* DO THIS: Copy all of the data below line for line, leaving the pictures out of your copy.

* INPUT FOR THIS TASK:
=====

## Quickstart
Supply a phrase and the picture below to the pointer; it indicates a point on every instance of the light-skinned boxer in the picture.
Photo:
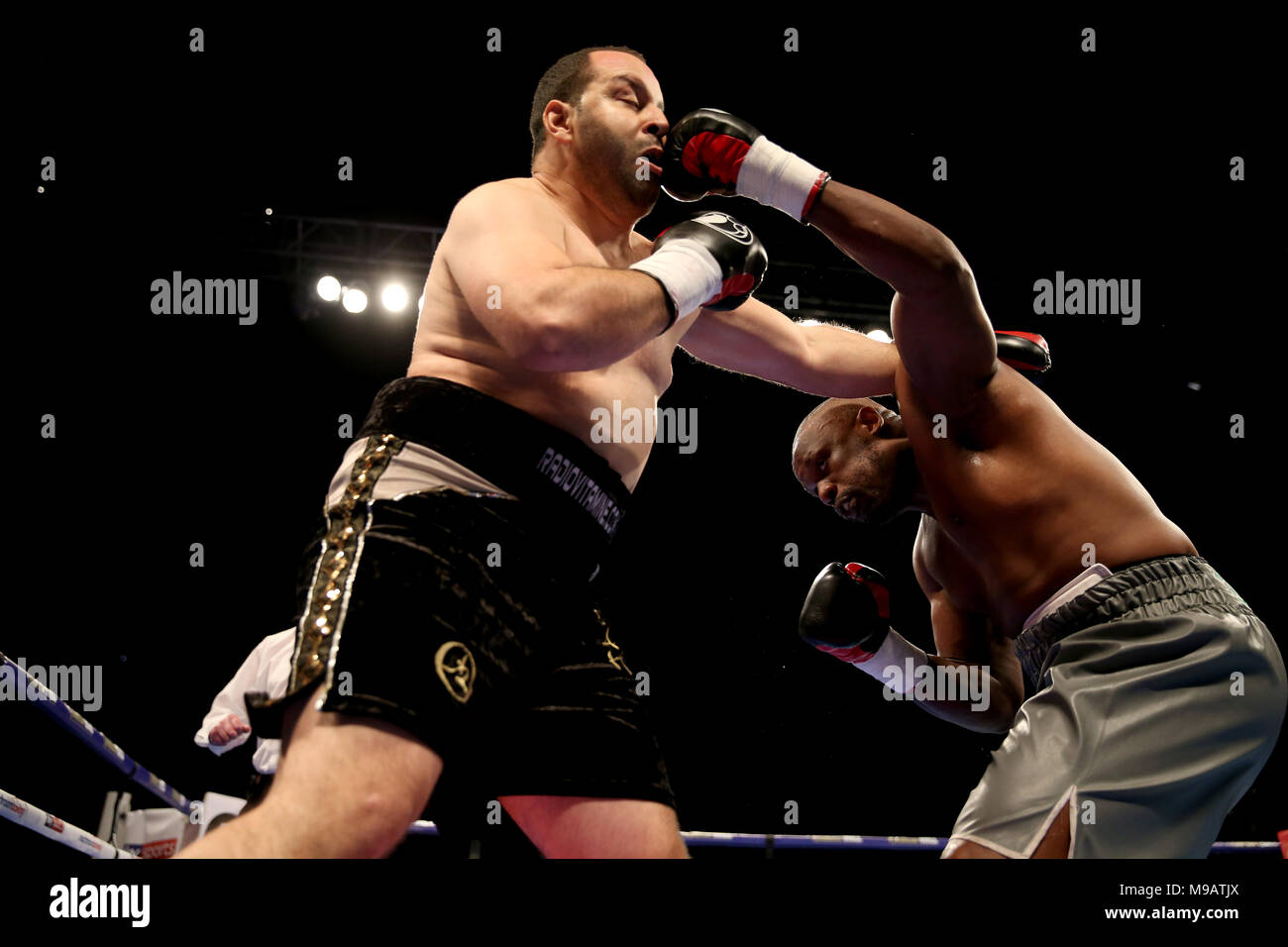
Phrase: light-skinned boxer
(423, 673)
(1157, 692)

=====

* CORRECT OUTPUT:
## Quickstart
Supply a phrase and the picture below to the pointer; it indicates a point on every instance of the light-skinned boxer in the picture.
Photo:
Phrase: light-skinned boxer
(423, 673)
(1157, 692)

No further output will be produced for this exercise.